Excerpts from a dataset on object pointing
/---

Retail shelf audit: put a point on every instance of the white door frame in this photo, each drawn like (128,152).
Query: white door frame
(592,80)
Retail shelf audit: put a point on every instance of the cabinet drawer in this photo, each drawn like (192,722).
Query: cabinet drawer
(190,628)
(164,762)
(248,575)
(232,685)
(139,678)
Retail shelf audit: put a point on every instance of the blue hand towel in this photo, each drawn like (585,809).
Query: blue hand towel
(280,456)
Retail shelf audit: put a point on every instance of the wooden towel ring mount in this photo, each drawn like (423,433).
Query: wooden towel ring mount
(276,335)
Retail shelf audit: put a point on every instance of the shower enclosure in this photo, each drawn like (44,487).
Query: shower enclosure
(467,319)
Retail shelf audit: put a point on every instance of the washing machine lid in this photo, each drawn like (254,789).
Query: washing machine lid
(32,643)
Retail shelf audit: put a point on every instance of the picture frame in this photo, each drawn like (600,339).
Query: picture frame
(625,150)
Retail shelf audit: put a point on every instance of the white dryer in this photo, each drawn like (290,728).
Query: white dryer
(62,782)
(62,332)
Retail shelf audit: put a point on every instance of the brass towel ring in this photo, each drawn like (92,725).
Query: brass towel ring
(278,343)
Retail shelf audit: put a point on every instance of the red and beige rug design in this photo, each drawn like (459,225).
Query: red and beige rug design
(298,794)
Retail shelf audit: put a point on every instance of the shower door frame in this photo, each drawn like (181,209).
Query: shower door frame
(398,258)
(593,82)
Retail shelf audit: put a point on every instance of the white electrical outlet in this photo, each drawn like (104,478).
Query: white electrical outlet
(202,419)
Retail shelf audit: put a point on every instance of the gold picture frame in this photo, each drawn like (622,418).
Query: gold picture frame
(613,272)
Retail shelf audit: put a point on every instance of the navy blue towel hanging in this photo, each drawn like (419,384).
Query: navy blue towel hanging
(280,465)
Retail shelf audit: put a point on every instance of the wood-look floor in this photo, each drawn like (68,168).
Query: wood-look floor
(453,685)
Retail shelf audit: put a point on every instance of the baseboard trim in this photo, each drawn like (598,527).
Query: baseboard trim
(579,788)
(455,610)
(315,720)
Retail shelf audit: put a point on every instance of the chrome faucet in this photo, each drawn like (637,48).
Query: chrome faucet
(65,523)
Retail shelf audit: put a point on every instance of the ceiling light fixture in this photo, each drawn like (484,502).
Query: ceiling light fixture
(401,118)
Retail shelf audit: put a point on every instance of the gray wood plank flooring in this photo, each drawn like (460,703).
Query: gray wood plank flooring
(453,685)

\---

REQUIREMENTS — Copy the listing verbatim, starting at the line that contains "drawn like (600,339)." and ending at the last line of the listing, both included.

TASK ANSWER —
Retail shelf audit: put a point on every instance of the picture frame in this photo, each drawn like (600,339).
Query: picture frame
(625,150)
Retail shelf audit: put a point on every instance of the white dryer in this photo, each drawn like (290,728).
Query: white dryer
(62,782)
(62,332)
Retail shelf audit: put a point on every instance of the brass towel ring in this photo, each drawn like (92,725).
Query: brass towel ring
(278,343)
Retail shelf audit: put a point on every instance of the red and beige rug design in this photo, each drawn like (459,225).
Query: red and beige rug design
(298,794)
Retail shelf audit: put a point on every instance of the shower door frame in this photo, each drawn like (181,209).
Query: shower door frame
(398,258)
(593,82)
Retail shelf audit: put a point on every instance of the white electrical outlet in this photo, each drawn like (104,478).
Query: white electrical outlet
(202,419)
Retail shelf audit: put a point on every instance of the gold picture frame in this photo, each drawn like (622,418).
Query: gold picture frame
(613,272)
Retail shelf audit: put a point on every instance of the navy blue towel hanging in this photo, each drawn like (419,384).
Query: navy blue towel hanging
(280,465)
Retail shelf audit: put a point on every instance of the wood-look floor in this photo, each drawn like (68,168).
Query: wood-look floor
(453,685)
Retail shelf audit: put a point on every instance of the baseboard trim in this photo, each drawn like (598,527).
Query: baseboard trim
(579,788)
(455,610)
(315,720)
Retail shelf audit: put a point on every instance of the chrome faucet in this photo, each drawn like (637,48).
Query: chrome faucet
(65,523)
Retail shelf audit: put a point on every instance of the ceiling light fixture in this photo, each drawn like (484,502).
Query: ceiling light fixture
(401,118)
Retail shelf audit: put a point on every instance of the gray wood plank flooring in this photo, each drawn like (460,703).
Query: gray wood plank flooring
(453,685)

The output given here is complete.